The same API pattern works for the other YouTube scrapers in this group. Change SCRAPER_SLUG and SCRAPER_INPUTS for the scraper you want to run.

For production, move API_KEY into an environment variable or secrets manager. Keep the polling interval at 5 seconds unless your batch runner already has queue-level backoff.

A typical environment-variable version looks like this:

API_KEY = os.environ["SCRAPENOW_API_KEY"]

Keep job IDs in durable storage after submission. If your worker restarts, you can resume polling and fetch finished results without submitting the same inputs again.

Store the submitted input batch with the job ID. That gives you an audit trail from source URL to ScrapeNow job to warehouse row.

Step 3. Search channels by keyword

Use keyword search when you need channel discovery before profile enrichment.

The Search YouTube channels by keyword takes a keyword input. Example keywords include popular songs 2026, python tutorials, and fitness coach.

YouTube search box with popular songs 2026 autocomplete suggestions

Input format:

[
  {
    "keyword": "popular songs 2026"
  }
]

Run URL extraction when you already know the channels. Run keyword search when you need candidate channels for a topic, category, niche, or campaign.

The standard production flow has two stages. Search by topic, collect channel URLs, then enrich each profile with channel counts, external links, and stable IDs.

For creator prospecting, that gives you clean filters. You can keep channels above a subscriber threshold, require an external website, exclude new channels, or rank by total views.

For market mapping, use the search scraper as the discovery stage. Use the URL scraper as the enrichment stage. Keep those two stages separate so you can rerun enrichment without repeating discovery.

API response sample

A completed job returns JSON. This trimmed response comes from youtube-channels-extract-by-url.

[
  {
    "inputs": {
      "url": "https://www.youtube.com/@TaylorSwift/about"
    },
    "scrape_status": "success",
    "url": "https://www.youtube.com/@taylorswift",
    "handle": "@TaylorSwift",
    "handle_md5": "c0ba0a16acd7890d9eebcf7c462a1773",
    "banner_img": "https://yt3.googleusercontent.com/ZzqXdJOrwxJYqrI_4vQbD4aS6p-WhFpwYq3fJfE9KB60lUzc_UEzpyNBAX_hC3Uc7PsUmZ8D=w2560-fcrop64=1,00005a57ffffa5a8-k-c0xffffffff-no-nd-rj",
    "profile_image": "https://yt3.googleusercontent.com/HFEgZENJw23LuRb0ldBpDrQKscFUWSf4n2jqrNh-1EqpE3Uiy_IYwacuUXCjCruNUP3Ttq9N=s160-c-k-c0x00ffffff-no-rj",
    "name": "Taylor Swift",
    "subscribers": 63200000,
    "Description": "And, baby, that’s show business for you. New album The Life of a Showgirl. Available now ❤️‍🔥\n",
    "videos_count": 658,
    "created_date": "2006-09-20T00:00:00.000Z",
    "views": 45009104370,
    "Links": [
      "taylor.lnk.to/TSTheLifeofaShowgirl",
      "taylorswift.com",
      "instagram.com/taylorswift",
      "facebook.com/TaylorSwift",
      "x.com/taylorswift13",
      "tiktok.com/@taylorswift",
      "taylorswift.tumblr.com"

» **Stored rows**

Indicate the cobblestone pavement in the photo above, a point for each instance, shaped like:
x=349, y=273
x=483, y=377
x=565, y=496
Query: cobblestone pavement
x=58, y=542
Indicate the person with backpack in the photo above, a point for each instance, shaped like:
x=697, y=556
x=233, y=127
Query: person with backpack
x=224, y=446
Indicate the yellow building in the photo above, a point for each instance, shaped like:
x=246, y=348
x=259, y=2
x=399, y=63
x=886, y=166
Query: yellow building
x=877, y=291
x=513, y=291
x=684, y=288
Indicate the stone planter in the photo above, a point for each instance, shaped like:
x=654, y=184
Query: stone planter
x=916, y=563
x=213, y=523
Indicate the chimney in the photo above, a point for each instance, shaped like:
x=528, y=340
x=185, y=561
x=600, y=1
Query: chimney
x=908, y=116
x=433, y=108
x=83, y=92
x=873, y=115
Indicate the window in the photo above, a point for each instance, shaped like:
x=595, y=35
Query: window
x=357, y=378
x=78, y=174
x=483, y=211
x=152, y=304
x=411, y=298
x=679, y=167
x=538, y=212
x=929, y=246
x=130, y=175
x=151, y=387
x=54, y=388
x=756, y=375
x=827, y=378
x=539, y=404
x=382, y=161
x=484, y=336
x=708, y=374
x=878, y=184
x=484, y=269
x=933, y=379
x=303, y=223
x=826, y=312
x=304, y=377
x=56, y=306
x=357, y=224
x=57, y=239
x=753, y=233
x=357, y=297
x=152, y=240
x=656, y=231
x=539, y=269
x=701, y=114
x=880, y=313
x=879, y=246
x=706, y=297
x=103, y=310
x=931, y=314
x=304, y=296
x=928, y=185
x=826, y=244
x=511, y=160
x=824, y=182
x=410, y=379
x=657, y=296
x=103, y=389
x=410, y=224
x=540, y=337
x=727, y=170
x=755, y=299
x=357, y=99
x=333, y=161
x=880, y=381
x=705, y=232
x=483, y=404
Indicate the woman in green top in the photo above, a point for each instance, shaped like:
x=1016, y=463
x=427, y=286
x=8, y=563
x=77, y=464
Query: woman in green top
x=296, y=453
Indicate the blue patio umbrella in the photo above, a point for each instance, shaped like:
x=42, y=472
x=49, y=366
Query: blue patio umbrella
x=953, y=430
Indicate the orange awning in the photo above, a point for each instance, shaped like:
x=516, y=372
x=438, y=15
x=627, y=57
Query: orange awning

» **What you need to do**
1: In the YouTube scraper guide, how long should the polling interval be kept in production?
2: Transcribe the YouTube scraper guide from "The Search YouTube" to "niche, or campaign.".

» **Outputs by task**
1: Five seconds, unless the batch runner already has queue-level backoff.

2:
The Search YouTube channels by keyword takes a keyword input. Example keywords include popular songs 2026, python tutorials, and fitness coach.

YouTube search box with popular songs 2026 autocomplete suggestions

Input format:

[
  {
    "keyword": "popular songs 2026"
  }
]

Run URL extraction when you already know the channels. Run keyword search when you need candidate channels for a topic, category, niche, or campaign.